**ИСХОДНЫЙ ДОКУМЕНТ:**
= = = = =
Ко входуЯков Кротов. Богочеловвеческая историяПомощь

Яков Кротов. Путешественник по времени.- Вера. Вспомогательные материалы: Россия в XXI в.

Валерия Новодворская

Лефортовские записки

"Свободное Слово" №19 (97), июль 1991


Многие, опередившие свое время, вынуждены были потом дожидаться его не в самых удобных помещениях.


(Станислав Ежи Лец).


Что было завтра, то будет и вчера


Не повезло Францу Лефорту. Все-таки он в петровской компании был единственный неформал, диссидент и хулиган. Он мог бы дать свое имя цирку, кинотеатру, рынку, кораблю, да и вообще чему угодно развлекательно-торгово-морскому или промышленному. Но дать имя самой жуткой тюрьме НКВД - такого бедный Франц не заслужил. Или это расплата за строительство фундамента для петровского первичного тоталитаризма? Да кто же знал... такие были кораблики, так Азов брали, так плясали, такая шла в России комсомольская стройка... В принципе все Магнитки похожи: в ХХХ веке до нашей эры (пирамиды), и в ХVIII веке (петровская "перестройка"), и в ХХ веке. Везде здоровый коллектив! Главное, чтобы, как заповедовал Маяковский, под телегой лежали рабочие и подмокший хлеб жевали. И чтобы цель была великая:


И слышен шепот гордый

Вода и под и над:

"Через четыре года

Здесь будет город-сад"...


Осталось ли в этих стихах что-то от тех времен (30-х - 40-х - 50-х), когда сюда посылали самых несговорчивых узников первого ранга - из тех, кого не смогли сломать вульгарными побоями в лубянской "внутрянке" или дилетантскими допросами в Бутырках? По Конквесту, в Лефортово применялись настолько изощренные пытки, что щипцы для вырывания ногтей считались здесь примитивом... Это здесь в подвале работало два трактора, чтобы не было слышно выстрелов. До 70 расстрелов за ночь - это все было здесь. И в соседнем подвале стояла гигантская мясорубка для перемалывания тел казненных. Отходы сливали в канализацию (Антонов-Овсеенко).
= = = = =
**ЗАДАНИЕ 1:** Сколько тракторов, согласно тексту о Лефортове, работало в подвале, чтобы не было слышно выстрелов?
**ЗАДАНИЕ 2:** Воспроизведите фрагмент текста о Лефортове без изменений, начиная со слов «Вода и под и» и продолжая до слов «в канализацию (Антонов-Овсеенко).».

(Исходные данные)
= = = = =
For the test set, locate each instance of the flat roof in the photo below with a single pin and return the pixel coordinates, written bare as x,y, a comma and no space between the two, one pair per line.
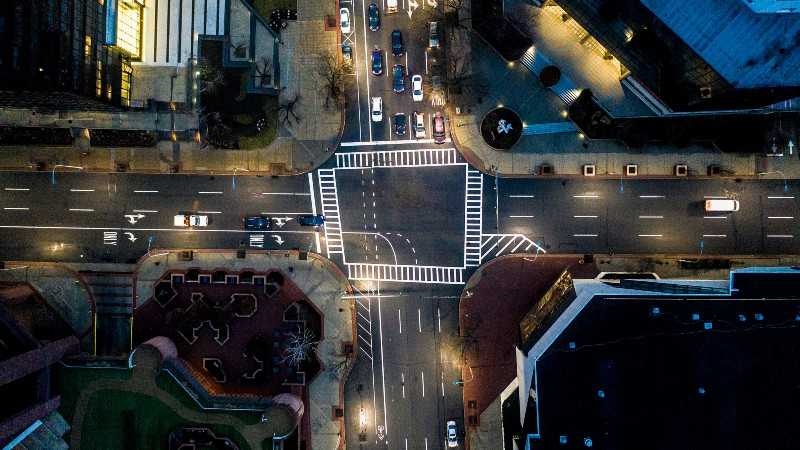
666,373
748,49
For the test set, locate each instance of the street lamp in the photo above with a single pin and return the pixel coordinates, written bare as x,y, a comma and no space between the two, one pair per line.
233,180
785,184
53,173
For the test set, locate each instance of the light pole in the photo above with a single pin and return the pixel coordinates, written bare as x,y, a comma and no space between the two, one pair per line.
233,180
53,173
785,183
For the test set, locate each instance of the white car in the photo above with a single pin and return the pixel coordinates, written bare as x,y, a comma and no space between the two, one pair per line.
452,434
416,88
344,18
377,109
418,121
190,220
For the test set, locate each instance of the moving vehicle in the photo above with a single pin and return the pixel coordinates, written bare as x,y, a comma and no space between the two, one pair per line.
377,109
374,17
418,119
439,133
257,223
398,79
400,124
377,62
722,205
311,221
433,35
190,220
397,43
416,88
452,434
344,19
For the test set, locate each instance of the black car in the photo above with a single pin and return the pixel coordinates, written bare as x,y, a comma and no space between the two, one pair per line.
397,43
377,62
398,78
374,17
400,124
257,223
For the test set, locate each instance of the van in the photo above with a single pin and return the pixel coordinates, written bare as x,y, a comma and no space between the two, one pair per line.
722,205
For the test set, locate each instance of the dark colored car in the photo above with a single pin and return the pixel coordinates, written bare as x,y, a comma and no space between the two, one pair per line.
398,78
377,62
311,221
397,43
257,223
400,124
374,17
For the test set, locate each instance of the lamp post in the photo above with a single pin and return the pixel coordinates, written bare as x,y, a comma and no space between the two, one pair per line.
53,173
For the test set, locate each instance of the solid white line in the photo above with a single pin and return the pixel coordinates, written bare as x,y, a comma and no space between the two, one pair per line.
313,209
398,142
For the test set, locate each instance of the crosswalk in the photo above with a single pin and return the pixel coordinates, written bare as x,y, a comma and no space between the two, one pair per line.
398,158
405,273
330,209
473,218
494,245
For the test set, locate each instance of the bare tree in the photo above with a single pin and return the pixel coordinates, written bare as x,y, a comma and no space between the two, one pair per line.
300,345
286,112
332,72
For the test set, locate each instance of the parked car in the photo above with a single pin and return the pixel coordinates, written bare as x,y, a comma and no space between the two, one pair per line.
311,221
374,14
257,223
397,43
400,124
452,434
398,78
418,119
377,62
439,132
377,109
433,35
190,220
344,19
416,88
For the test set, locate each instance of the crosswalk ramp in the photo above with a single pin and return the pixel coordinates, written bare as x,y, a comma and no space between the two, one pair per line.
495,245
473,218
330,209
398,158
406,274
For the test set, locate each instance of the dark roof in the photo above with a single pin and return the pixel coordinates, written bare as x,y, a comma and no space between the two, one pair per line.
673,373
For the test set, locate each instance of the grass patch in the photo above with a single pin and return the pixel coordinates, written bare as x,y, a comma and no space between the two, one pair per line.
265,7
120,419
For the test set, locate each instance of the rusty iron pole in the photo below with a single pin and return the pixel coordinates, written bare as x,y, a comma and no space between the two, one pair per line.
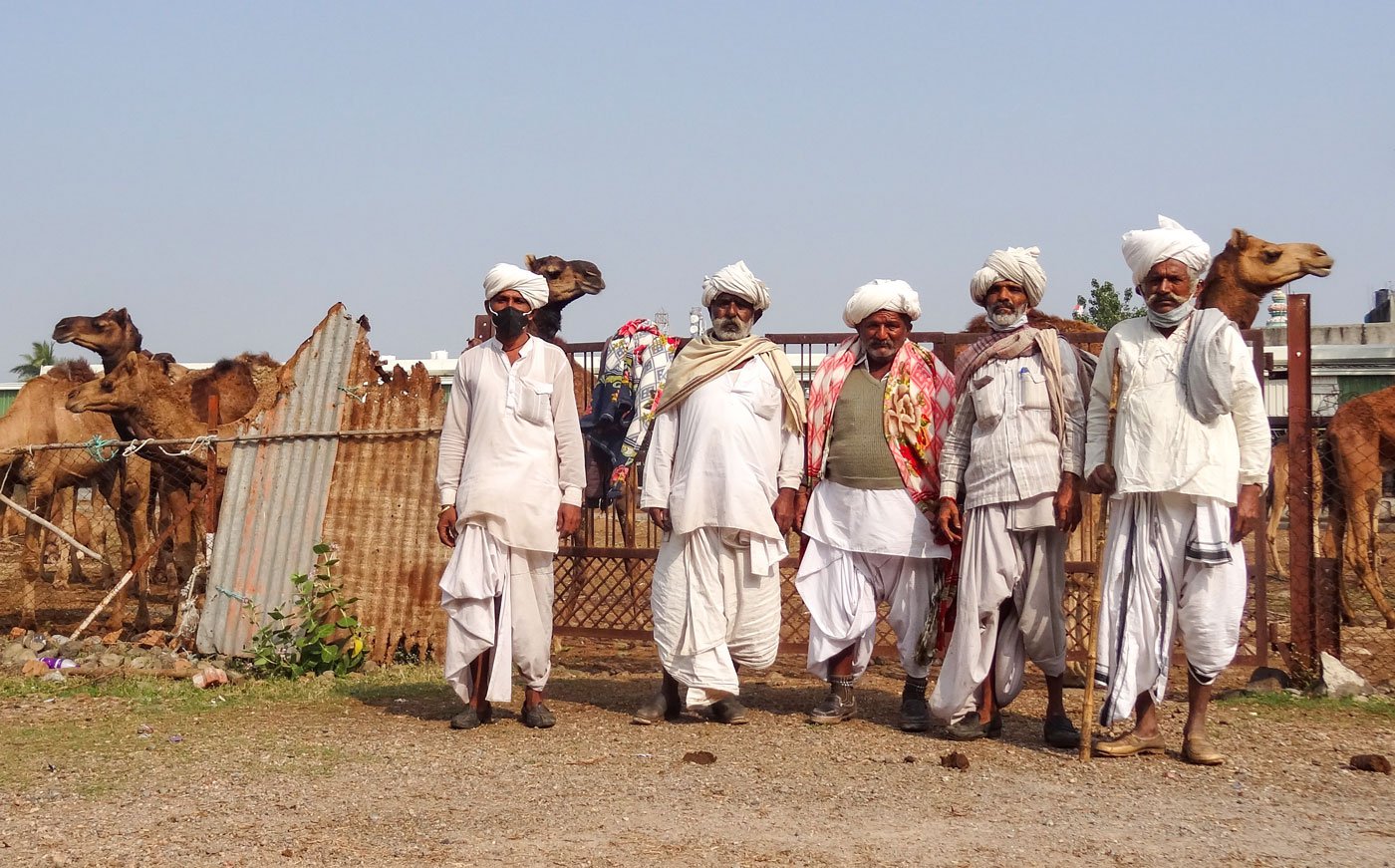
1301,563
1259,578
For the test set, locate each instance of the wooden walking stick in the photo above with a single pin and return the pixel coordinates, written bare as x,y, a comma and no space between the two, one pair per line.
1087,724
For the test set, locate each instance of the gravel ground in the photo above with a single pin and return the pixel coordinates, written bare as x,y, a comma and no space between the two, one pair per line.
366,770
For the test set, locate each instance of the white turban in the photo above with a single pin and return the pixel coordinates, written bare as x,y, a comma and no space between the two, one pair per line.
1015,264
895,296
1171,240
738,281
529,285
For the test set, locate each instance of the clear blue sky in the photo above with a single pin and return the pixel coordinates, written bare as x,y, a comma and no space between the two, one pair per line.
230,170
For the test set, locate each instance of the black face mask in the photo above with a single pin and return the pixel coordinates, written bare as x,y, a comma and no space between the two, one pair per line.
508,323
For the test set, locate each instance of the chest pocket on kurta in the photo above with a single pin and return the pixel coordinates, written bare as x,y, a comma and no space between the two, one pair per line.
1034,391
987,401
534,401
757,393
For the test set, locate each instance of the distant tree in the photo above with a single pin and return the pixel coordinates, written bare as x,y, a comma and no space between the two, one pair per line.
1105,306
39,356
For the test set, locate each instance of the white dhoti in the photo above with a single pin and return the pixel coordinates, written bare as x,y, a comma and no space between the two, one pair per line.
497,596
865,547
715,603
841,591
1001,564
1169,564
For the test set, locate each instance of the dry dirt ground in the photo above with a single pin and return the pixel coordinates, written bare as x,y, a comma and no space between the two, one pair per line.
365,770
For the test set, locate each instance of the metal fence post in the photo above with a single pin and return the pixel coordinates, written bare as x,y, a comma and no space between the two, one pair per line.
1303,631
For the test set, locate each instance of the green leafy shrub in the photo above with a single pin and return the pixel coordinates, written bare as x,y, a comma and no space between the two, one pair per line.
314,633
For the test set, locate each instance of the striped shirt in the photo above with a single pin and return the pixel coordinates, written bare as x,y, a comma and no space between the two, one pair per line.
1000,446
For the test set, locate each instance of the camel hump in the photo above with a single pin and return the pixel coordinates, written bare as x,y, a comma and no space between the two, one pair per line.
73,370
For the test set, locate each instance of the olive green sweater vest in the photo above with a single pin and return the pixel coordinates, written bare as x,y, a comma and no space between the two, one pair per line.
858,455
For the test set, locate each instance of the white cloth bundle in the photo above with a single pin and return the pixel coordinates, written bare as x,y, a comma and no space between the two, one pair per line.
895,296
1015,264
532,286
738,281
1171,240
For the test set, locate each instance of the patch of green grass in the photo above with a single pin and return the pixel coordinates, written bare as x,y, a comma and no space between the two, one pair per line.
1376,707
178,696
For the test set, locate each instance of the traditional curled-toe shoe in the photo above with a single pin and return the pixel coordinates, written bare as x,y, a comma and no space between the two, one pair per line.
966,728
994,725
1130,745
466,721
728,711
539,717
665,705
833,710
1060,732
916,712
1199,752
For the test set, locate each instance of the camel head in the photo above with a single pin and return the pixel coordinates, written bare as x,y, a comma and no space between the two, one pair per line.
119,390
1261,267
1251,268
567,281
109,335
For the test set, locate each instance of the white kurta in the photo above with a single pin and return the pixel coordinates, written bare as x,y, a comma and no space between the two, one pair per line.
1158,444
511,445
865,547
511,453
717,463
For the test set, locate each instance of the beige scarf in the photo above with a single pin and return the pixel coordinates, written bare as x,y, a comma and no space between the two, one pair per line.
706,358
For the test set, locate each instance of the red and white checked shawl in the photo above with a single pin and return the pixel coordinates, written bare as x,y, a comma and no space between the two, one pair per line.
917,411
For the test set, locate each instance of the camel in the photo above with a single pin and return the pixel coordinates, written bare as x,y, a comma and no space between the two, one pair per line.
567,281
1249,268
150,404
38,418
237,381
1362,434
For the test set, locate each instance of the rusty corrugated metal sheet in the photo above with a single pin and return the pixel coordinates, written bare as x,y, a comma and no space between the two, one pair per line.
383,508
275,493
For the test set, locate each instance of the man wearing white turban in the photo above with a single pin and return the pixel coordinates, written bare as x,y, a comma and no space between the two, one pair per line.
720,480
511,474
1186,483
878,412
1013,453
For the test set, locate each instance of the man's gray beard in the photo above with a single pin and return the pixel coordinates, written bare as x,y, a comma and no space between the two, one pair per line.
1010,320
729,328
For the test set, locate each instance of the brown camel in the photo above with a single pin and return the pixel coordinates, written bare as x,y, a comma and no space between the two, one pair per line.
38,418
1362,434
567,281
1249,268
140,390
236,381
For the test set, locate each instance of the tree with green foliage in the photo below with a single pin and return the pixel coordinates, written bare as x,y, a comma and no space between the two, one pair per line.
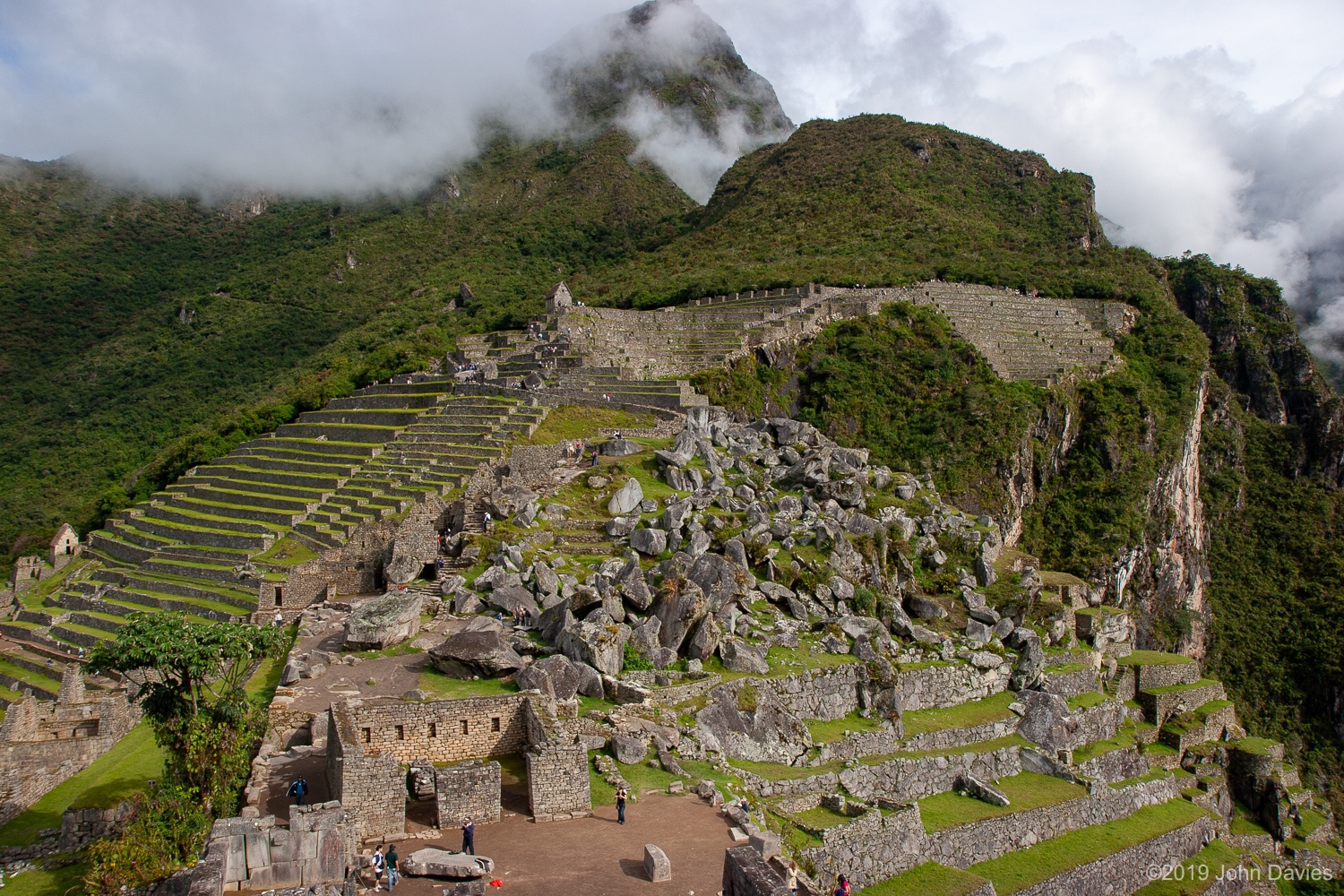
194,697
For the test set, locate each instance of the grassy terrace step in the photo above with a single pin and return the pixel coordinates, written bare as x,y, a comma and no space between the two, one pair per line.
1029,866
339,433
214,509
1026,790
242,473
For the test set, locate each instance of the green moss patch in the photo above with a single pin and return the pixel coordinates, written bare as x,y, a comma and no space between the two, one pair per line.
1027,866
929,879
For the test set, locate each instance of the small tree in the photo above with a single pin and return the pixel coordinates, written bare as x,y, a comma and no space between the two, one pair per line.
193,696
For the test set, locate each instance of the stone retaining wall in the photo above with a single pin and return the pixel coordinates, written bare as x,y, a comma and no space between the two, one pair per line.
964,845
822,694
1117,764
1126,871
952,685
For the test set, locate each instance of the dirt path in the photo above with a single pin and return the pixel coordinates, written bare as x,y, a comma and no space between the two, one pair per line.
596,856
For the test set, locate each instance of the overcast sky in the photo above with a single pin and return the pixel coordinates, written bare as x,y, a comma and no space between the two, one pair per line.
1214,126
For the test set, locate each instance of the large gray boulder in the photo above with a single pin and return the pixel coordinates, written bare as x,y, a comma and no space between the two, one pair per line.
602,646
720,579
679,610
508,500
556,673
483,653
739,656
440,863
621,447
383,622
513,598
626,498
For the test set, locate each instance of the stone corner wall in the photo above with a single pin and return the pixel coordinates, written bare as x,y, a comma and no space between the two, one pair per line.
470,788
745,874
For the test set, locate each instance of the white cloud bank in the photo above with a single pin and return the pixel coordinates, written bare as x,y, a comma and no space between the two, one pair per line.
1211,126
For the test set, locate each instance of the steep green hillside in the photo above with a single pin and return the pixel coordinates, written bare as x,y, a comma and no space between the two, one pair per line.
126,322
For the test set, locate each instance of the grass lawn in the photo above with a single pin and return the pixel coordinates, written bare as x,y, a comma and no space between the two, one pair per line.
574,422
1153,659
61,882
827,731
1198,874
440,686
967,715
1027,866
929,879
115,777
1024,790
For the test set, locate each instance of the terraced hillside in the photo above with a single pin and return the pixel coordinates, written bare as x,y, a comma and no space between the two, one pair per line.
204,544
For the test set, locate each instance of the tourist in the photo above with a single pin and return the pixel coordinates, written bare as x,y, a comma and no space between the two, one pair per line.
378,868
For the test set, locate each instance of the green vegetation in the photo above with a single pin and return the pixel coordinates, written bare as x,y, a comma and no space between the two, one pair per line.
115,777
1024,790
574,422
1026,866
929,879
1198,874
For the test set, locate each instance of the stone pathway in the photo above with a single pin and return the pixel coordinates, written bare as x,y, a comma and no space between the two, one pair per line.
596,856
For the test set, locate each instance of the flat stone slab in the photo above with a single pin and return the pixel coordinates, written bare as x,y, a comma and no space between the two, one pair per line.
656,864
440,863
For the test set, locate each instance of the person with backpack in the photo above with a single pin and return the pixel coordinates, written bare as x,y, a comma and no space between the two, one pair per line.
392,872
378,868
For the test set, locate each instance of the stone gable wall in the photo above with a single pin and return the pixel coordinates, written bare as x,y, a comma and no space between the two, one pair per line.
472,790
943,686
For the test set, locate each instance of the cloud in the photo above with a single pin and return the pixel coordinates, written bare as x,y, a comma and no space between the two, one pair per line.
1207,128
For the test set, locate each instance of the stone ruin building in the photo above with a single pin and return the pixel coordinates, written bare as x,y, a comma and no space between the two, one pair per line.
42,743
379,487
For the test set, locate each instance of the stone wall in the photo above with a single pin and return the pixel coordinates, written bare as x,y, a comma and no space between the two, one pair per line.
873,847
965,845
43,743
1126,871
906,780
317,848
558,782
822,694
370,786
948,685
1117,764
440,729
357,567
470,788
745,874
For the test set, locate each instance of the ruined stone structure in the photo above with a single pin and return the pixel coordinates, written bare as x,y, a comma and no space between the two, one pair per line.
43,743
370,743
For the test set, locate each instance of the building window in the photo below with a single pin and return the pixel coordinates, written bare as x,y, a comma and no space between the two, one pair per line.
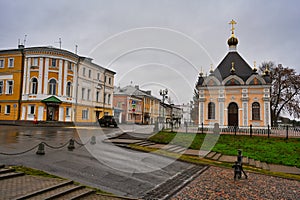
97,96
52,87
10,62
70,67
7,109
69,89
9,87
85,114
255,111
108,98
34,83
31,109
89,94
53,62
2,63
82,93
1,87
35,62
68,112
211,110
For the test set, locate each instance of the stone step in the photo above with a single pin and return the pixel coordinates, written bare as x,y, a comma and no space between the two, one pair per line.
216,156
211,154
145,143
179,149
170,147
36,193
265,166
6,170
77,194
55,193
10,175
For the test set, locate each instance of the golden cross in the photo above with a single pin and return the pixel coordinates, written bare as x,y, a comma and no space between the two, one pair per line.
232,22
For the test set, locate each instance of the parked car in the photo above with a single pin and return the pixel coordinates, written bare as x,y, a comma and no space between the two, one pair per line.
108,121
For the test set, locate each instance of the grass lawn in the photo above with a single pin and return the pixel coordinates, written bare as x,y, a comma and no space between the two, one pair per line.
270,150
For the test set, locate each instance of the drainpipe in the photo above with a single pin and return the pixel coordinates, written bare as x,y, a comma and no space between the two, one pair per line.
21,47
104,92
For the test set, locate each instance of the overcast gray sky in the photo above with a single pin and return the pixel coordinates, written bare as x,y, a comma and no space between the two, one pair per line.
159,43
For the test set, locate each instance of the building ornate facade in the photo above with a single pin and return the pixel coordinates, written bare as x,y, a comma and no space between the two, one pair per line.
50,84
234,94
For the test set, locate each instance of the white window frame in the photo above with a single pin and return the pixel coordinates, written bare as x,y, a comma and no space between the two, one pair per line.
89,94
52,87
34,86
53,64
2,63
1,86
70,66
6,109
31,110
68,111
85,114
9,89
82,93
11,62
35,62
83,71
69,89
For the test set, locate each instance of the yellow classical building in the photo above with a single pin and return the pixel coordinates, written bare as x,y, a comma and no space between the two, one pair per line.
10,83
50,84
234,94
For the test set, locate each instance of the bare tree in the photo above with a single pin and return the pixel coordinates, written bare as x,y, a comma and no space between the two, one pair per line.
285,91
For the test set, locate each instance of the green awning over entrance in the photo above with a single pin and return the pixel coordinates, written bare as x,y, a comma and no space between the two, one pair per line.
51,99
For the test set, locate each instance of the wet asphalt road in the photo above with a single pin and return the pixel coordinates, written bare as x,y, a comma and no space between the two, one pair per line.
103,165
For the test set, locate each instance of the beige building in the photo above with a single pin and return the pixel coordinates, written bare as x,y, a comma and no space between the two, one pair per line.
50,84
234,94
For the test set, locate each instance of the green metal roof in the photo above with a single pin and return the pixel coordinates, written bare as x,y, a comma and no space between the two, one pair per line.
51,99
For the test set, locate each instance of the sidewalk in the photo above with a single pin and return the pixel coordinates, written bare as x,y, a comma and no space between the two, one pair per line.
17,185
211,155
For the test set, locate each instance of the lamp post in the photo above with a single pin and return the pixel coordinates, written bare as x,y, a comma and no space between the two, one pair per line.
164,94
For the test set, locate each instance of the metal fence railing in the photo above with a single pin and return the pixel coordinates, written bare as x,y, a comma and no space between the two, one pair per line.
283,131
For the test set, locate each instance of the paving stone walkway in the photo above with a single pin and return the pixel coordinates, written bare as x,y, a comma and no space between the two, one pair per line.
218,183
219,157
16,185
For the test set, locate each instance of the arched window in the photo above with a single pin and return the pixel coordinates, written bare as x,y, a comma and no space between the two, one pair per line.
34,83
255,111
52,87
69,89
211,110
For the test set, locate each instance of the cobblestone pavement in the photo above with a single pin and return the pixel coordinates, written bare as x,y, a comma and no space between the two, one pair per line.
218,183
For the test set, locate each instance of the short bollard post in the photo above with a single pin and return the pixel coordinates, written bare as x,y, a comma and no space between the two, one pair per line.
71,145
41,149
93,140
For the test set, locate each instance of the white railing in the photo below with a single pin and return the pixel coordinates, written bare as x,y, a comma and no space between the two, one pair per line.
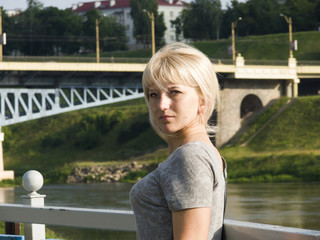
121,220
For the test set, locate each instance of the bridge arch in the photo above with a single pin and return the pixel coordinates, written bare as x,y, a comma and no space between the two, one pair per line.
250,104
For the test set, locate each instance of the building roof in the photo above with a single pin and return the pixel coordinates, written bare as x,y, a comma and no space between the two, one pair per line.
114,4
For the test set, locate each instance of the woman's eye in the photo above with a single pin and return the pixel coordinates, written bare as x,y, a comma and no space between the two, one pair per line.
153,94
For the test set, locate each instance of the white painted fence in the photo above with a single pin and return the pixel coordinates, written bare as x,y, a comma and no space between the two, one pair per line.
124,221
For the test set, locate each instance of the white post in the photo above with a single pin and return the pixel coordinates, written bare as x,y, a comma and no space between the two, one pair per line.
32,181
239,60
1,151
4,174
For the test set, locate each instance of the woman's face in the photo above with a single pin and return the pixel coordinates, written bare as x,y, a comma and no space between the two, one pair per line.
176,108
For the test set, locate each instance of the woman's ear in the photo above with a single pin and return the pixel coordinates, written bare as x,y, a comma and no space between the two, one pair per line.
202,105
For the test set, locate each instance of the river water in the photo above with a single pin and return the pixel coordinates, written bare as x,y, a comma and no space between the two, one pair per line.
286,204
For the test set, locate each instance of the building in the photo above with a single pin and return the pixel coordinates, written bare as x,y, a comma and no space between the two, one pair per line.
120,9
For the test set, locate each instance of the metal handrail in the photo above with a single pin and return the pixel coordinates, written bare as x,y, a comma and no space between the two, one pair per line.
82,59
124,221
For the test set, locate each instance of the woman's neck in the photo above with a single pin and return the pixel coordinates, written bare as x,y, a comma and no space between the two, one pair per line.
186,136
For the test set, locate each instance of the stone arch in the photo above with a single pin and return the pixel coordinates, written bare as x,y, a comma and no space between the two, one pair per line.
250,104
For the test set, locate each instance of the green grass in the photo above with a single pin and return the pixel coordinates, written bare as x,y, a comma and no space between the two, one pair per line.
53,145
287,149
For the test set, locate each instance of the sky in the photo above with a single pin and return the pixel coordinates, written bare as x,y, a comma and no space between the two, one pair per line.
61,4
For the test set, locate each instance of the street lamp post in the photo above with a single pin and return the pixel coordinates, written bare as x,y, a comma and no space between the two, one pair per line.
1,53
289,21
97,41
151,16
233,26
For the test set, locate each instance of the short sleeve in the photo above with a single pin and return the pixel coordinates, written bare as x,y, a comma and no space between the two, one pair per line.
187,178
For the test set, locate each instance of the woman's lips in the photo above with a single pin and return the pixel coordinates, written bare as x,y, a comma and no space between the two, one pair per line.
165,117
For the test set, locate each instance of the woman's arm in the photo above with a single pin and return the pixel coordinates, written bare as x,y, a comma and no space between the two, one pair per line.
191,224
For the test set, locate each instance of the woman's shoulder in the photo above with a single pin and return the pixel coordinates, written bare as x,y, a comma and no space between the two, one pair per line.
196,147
= = = = =
**РЕШЕНИЕ ЗАДАЧИ 1:** Два трактора.

**РЕШЕНИЕ ЗАДАЧИ 2:**
Вода и под и над:

"Через четыре года

Здесь будет город-сад"...


Осталось ли в этих стихах что-то от тех времен (30-х - 40-х - 50-х), когда сюда посылали самых несговорчивых узников первого ранга - из тех, кого не смогли сломать вульгарными побоями в лубянской "внутрянке" или дилетантскими допросами в Бутырках? По Конквесту, в Лефортово применялись настолько изощренные пытки, что щипцы для вырывания ногтей считались здесь примитивом... Это здесь в подвале работало два трактора, чтобы не было слышно выстрелов. До 70 расстрелов за ночь - это все было здесь. И в соседнем подвале стояла гигантская мясорубка для перемалывания тел казненных. Отходы сливали в канализацию (Антонов-Овсеенко).